··· INFORMATION PROVIDED

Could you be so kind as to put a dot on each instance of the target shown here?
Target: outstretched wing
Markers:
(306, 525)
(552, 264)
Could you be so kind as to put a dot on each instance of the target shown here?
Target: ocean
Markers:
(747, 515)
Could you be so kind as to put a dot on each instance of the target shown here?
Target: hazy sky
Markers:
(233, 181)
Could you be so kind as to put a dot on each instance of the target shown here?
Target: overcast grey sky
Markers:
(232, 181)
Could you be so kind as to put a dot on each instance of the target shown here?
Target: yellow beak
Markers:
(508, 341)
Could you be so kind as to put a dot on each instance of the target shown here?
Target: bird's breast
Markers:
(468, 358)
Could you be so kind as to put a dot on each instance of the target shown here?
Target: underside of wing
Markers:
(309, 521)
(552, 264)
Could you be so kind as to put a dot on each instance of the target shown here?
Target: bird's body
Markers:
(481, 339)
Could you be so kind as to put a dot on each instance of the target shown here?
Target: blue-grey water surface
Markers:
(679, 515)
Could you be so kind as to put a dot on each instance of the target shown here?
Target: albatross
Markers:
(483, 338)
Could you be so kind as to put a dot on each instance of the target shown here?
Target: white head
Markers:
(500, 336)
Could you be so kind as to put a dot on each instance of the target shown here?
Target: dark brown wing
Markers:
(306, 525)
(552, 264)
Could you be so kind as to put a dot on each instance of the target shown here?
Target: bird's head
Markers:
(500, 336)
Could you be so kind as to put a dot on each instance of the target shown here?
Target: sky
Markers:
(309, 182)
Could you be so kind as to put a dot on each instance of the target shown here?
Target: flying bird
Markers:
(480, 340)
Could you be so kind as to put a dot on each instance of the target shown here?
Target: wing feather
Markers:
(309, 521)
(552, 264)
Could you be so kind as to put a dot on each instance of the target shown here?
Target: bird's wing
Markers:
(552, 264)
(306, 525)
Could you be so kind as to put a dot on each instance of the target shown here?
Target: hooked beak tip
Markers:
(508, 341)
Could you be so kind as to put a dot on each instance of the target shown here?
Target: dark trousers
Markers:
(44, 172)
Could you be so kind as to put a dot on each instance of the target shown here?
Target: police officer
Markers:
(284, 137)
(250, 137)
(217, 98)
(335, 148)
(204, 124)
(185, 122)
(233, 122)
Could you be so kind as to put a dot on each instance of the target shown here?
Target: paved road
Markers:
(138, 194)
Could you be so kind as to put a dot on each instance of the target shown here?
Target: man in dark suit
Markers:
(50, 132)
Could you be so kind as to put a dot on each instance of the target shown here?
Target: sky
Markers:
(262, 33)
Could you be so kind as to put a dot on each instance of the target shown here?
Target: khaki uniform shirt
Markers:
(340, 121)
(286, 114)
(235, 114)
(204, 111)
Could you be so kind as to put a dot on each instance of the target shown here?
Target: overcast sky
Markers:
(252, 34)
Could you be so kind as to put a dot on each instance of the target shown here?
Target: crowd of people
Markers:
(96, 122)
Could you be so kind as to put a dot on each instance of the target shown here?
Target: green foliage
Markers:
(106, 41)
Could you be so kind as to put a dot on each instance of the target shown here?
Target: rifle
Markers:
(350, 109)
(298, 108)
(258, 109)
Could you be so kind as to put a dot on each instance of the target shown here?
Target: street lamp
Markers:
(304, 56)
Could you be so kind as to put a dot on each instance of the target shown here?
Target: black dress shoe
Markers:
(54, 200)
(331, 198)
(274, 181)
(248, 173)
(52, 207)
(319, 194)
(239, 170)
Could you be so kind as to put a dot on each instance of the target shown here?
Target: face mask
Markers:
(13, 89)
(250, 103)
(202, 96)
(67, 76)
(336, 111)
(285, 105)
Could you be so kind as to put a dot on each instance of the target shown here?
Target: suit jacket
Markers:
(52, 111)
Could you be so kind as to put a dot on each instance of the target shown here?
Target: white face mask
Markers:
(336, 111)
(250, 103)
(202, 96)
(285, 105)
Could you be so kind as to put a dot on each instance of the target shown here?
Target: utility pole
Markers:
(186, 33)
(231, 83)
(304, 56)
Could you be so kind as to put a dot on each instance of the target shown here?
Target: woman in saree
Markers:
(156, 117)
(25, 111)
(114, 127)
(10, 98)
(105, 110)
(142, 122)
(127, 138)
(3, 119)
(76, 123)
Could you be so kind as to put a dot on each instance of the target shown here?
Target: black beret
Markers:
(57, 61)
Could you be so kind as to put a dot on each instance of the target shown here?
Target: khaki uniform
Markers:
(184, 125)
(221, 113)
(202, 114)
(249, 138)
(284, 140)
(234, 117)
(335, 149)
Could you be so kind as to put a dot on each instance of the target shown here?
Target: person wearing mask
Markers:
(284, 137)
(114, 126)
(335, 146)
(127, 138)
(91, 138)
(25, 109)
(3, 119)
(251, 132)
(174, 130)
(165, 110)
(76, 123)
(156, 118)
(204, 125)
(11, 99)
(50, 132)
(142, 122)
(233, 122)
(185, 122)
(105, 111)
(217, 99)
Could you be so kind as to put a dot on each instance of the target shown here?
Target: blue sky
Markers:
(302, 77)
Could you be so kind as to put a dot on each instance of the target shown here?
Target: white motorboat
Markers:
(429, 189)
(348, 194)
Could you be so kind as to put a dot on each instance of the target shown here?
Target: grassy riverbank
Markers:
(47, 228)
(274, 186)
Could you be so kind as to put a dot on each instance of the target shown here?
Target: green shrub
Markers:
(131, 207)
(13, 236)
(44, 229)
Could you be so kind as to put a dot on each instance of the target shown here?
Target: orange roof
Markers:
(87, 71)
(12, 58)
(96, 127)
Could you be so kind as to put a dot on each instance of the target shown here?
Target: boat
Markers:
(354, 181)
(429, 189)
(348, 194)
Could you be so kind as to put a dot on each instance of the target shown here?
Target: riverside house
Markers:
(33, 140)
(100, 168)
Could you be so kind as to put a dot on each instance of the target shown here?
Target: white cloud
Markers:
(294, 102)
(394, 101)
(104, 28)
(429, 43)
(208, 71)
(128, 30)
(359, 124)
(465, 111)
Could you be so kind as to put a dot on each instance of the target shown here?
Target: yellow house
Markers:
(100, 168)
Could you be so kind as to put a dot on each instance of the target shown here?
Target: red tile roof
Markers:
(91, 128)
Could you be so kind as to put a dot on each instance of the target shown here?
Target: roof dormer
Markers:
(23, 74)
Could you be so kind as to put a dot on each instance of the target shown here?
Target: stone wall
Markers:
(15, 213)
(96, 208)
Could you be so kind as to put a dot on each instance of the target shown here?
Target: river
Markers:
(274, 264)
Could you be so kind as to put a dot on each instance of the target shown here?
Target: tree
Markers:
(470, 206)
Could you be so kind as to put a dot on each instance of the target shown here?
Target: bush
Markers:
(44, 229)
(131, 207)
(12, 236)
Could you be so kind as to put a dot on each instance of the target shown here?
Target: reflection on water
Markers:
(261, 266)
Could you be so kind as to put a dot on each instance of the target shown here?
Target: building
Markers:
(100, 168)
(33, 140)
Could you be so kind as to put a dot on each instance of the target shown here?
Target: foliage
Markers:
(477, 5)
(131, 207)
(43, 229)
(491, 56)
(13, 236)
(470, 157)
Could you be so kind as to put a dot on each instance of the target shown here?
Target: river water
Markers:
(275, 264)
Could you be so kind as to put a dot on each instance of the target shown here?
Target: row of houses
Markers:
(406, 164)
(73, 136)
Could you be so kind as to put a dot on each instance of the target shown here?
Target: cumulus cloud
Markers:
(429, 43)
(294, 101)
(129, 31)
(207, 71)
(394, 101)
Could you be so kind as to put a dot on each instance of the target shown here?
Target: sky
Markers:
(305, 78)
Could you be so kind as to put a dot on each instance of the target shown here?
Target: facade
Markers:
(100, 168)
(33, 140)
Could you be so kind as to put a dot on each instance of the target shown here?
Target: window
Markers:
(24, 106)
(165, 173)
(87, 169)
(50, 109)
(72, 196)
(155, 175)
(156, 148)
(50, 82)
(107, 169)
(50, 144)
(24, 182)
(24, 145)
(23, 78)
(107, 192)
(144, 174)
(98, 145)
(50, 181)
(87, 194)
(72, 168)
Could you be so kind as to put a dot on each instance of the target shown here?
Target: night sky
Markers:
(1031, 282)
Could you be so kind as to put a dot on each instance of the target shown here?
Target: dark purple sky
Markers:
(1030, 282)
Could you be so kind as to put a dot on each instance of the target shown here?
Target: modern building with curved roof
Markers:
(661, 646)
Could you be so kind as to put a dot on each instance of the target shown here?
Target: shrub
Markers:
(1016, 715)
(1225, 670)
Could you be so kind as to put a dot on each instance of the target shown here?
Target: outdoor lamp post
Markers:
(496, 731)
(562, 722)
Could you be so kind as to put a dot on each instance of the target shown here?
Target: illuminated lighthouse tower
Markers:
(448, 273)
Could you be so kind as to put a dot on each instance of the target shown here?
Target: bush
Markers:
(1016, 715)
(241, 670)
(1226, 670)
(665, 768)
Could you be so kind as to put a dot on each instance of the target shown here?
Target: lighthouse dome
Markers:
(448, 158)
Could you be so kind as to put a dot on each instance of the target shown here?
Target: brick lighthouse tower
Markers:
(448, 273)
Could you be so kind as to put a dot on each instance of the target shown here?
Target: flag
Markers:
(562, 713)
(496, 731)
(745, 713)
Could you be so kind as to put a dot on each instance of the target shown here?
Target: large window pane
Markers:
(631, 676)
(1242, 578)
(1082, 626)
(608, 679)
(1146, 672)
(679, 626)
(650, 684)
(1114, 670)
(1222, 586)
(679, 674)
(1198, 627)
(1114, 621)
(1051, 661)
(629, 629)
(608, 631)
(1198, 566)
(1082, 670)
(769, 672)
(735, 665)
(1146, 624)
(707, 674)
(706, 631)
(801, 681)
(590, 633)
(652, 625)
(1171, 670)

······

#### [EXERCISE DETAILS]
Can you find every line above that contains the word "white" and copy each one out?

#### [TASK ANSWER]
Target: white head
Target: white face mask
Target: white motorboat
Target: white cloud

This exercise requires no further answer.